What is expected: Count the lines in the records below that contain the word "provide", and reply with the number alone.

Input:
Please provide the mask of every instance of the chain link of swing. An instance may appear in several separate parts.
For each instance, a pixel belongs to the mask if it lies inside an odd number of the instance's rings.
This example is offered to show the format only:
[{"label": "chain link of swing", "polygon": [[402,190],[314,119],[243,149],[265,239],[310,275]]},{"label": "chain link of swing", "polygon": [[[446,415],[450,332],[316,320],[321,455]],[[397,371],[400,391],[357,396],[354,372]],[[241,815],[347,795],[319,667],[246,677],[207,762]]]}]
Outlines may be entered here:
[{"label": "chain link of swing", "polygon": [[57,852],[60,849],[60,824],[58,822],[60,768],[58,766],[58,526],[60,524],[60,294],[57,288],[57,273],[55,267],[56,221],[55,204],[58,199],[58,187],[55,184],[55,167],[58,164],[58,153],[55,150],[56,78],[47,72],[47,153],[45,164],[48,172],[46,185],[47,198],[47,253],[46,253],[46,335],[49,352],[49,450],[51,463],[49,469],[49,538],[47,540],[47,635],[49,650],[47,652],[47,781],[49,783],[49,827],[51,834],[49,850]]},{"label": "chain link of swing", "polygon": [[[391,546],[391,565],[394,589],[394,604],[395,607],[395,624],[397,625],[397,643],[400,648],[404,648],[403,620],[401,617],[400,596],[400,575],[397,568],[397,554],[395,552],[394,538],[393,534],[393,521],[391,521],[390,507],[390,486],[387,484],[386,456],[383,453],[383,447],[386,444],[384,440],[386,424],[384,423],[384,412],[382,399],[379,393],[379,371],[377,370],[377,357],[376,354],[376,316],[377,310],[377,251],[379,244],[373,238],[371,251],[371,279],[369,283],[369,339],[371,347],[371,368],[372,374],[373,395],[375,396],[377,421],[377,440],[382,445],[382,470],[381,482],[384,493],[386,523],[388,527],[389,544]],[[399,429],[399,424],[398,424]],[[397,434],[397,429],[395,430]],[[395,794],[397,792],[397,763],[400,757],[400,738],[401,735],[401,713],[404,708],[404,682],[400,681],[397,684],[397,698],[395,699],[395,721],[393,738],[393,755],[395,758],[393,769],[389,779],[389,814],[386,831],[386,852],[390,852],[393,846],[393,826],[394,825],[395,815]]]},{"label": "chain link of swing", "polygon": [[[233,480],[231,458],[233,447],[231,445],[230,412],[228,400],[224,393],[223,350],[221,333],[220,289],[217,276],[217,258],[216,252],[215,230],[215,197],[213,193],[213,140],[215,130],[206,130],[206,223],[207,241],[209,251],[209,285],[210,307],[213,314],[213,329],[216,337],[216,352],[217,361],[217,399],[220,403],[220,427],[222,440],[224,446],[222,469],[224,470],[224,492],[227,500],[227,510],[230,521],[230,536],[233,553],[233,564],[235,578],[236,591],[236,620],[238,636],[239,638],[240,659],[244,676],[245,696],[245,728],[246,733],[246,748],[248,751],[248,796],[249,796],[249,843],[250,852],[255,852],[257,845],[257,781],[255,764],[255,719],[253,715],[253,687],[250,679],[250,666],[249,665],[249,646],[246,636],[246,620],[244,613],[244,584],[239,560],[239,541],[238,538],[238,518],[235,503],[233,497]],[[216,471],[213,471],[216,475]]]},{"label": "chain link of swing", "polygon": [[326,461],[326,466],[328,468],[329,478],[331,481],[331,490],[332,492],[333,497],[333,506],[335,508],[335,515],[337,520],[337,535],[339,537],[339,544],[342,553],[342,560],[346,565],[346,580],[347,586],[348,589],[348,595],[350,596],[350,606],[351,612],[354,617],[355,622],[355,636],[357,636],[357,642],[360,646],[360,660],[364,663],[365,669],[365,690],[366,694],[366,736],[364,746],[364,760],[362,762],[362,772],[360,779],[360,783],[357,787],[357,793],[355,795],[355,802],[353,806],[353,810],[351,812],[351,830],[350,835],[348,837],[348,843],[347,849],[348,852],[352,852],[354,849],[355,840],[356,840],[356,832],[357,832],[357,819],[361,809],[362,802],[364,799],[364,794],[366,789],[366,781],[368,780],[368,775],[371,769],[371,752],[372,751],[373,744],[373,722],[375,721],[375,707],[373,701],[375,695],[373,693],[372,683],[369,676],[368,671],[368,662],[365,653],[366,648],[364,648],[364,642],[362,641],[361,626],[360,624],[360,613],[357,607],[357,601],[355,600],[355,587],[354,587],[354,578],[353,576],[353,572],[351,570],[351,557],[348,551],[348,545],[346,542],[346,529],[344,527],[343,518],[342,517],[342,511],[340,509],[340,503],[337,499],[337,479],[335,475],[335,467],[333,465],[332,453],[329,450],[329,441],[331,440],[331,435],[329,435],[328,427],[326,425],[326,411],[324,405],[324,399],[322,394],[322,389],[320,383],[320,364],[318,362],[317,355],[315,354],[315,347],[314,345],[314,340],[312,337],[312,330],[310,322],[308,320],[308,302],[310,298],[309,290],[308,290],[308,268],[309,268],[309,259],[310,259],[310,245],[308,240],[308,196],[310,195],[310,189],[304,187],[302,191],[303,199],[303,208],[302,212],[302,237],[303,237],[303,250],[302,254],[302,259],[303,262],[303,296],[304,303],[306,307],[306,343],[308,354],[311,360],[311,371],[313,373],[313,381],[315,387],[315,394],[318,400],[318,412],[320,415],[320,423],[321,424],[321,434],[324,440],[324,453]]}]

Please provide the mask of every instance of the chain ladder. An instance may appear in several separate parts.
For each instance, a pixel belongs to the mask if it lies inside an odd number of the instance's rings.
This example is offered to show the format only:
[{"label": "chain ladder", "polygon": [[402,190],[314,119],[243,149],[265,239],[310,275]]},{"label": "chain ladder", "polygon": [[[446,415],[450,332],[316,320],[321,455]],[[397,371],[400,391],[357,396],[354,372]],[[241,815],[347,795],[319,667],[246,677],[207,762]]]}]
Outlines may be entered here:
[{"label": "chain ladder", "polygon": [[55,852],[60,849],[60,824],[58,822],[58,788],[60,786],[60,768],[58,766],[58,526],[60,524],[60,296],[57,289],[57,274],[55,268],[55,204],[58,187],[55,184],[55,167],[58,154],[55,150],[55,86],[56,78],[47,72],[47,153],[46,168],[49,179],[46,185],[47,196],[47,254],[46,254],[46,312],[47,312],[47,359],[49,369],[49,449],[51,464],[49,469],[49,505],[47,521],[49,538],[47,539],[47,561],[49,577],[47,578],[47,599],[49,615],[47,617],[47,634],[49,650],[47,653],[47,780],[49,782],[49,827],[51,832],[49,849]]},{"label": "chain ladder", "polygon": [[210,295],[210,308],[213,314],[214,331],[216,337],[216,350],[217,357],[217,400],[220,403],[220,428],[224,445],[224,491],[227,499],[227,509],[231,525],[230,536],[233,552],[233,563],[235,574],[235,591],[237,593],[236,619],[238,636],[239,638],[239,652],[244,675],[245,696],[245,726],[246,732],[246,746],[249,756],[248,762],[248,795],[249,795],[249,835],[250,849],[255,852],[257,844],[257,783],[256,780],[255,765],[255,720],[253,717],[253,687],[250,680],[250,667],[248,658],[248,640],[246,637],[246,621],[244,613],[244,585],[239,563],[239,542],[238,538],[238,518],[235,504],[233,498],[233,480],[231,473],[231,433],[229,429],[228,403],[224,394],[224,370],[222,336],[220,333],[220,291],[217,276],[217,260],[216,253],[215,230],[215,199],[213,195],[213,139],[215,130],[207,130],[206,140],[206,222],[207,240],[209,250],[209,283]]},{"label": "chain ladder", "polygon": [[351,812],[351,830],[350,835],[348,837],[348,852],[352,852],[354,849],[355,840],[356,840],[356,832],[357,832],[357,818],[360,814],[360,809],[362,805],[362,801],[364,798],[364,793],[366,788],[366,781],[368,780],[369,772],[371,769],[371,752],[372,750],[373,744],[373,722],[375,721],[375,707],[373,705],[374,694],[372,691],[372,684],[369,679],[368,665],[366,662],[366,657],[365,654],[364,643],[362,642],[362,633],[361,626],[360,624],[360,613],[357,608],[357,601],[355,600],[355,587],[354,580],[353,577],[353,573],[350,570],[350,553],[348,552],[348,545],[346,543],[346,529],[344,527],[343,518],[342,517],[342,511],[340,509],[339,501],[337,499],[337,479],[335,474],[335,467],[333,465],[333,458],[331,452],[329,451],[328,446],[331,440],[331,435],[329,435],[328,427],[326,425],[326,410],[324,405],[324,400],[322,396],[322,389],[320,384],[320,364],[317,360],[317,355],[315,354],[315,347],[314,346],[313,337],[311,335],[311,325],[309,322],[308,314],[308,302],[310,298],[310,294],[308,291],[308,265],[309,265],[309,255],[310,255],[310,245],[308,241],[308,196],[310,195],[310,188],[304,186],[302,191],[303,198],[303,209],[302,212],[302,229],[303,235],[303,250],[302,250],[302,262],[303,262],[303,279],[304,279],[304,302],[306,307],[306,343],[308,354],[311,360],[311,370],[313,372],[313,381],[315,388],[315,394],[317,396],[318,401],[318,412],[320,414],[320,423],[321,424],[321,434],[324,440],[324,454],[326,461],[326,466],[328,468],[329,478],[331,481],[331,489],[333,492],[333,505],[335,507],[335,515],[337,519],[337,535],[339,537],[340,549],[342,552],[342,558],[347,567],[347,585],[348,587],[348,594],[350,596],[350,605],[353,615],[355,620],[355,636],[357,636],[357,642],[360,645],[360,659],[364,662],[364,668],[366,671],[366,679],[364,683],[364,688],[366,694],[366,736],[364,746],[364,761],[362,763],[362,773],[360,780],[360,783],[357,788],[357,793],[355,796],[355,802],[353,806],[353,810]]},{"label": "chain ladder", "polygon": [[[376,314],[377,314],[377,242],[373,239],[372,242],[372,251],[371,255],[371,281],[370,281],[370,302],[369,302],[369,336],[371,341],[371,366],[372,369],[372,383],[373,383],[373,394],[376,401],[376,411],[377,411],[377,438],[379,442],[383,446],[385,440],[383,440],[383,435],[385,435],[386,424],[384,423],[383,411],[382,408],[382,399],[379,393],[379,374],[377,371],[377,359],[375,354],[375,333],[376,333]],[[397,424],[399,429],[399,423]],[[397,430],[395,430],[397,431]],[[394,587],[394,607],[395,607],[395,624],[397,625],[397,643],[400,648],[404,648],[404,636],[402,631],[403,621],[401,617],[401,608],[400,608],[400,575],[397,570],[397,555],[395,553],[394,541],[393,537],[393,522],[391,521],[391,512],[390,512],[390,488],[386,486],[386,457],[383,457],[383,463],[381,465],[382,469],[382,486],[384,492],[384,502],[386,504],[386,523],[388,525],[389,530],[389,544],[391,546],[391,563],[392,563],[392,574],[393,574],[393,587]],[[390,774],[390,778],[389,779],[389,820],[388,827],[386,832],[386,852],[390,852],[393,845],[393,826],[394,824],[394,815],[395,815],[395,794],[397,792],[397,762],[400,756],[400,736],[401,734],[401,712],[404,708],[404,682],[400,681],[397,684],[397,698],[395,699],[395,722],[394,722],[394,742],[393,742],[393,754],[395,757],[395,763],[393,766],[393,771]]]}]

Output for this task: 2